- Supplied data -

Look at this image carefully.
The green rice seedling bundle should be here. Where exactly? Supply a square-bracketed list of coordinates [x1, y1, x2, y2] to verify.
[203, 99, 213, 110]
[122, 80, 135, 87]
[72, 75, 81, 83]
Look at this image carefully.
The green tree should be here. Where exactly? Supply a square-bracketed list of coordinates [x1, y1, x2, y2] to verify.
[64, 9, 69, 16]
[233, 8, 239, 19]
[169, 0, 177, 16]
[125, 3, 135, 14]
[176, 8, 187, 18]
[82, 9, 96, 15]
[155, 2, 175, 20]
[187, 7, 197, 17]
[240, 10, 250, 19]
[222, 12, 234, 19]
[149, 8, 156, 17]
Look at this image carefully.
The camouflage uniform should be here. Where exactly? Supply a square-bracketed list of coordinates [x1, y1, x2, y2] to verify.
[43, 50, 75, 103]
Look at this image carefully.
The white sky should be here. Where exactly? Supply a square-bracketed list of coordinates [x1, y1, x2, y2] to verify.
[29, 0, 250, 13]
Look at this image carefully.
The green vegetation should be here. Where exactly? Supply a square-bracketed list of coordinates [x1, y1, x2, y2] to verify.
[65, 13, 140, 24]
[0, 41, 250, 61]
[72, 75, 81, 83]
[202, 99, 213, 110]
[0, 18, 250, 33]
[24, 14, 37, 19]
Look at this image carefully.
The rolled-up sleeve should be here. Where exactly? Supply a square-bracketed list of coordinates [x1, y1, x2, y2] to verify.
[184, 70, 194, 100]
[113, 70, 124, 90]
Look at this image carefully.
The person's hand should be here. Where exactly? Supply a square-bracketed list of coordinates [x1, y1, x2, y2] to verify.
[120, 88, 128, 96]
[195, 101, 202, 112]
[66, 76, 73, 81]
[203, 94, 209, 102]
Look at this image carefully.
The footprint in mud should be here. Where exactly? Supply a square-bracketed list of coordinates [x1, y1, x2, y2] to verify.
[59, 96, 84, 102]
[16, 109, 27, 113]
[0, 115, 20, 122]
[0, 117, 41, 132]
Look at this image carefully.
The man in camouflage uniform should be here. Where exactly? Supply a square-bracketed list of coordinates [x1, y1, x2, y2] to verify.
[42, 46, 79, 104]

- Work to complete -
Please reproduce all the records above, changing every "carefully" to "closely" and leaving everything else unchanged.

- Reply -
Look at this image closely.
The green rice seedling bundle should be here. Where exactly? Supply a square-bracketed list of coordinates [x1, y1, x2, y2] to verify.
[203, 99, 213, 110]
[122, 80, 135, 87]
[72, 75, 81, 83]
Look at this image closely.
The green tree should be here. Where exactly? Supply a square-bracketed list of coordinates [x1, y1, x2, y2] to verify.
[64, 9, 69, 16]
[233, 8, 239, 19]
[169, 0, 177, 16]
[125, 3, 135, 14]
[176, 8, 187, 18]
[82, 9, 96, 15]
[155, 2, 175, 20]
[187, 7, 197, 17]
[240, 10, 250, 19]
[222, 12, 234, 19]
[149, 8, 156, 17]
Look at this image closely.
The camouflage uniform should be here. Where exactly? Supply a square-bracketed list of coordinates [x1, y1, x2, y2] to verify.
[43, 50, 75, 103]
Look at this image closely.
The white sky should be here. Where exactly? Supply a square-bracketed list of coordinates [x1, y1, x2, y2] to verify.
[29, 0, 250, 13]
Look at this image closely.
The green vegetation should be here. Where exactly? Supply a square-bracketed list of coordinates [x1, y1, x2, y2] to verify.
[65, 13, 140, 24]
[0, 41, 250, 61]
[72, 75, 81, 83]
[202, 99, 213, 110]
[0, 18, 250, 33]
[24, 14, 37, 19]
Look at this image closely.
The rolled-up sleeve should be here. Where exactly? Supply a square-bracketed list of coordinates [x1, y1, x2, y2] to verify.
[184, 70, 194, 100]
[113, 70, 124, 90]
Look at this image closely.
The person's hand should be here. Where exactly? Supply a square-bracketed list of coordinates [x1, y1, x2, y2] to verify.
[120, 88, 128, 96]
[195, 101, 202, 112]
[66, 76, 73, 81]
[203, 94, 209, 102]
Look at this image closely.
The footprint in mud should be here. Where exactly? Supply a square-bracketed list of coordinates [x1, y1, x2, y2] to verify.
[59, 96, 84, 102]
[16, 109, 27, 113]
[0, 115, 20, 122]
[0, 117, 41, 132]
Look at this image closely.
The man in camouflage uniform should be here. Where exactly? Supply a square-bracketed list of coordinates [x1, y1, x2, y2] to verify.
[42, 46, 79, 104]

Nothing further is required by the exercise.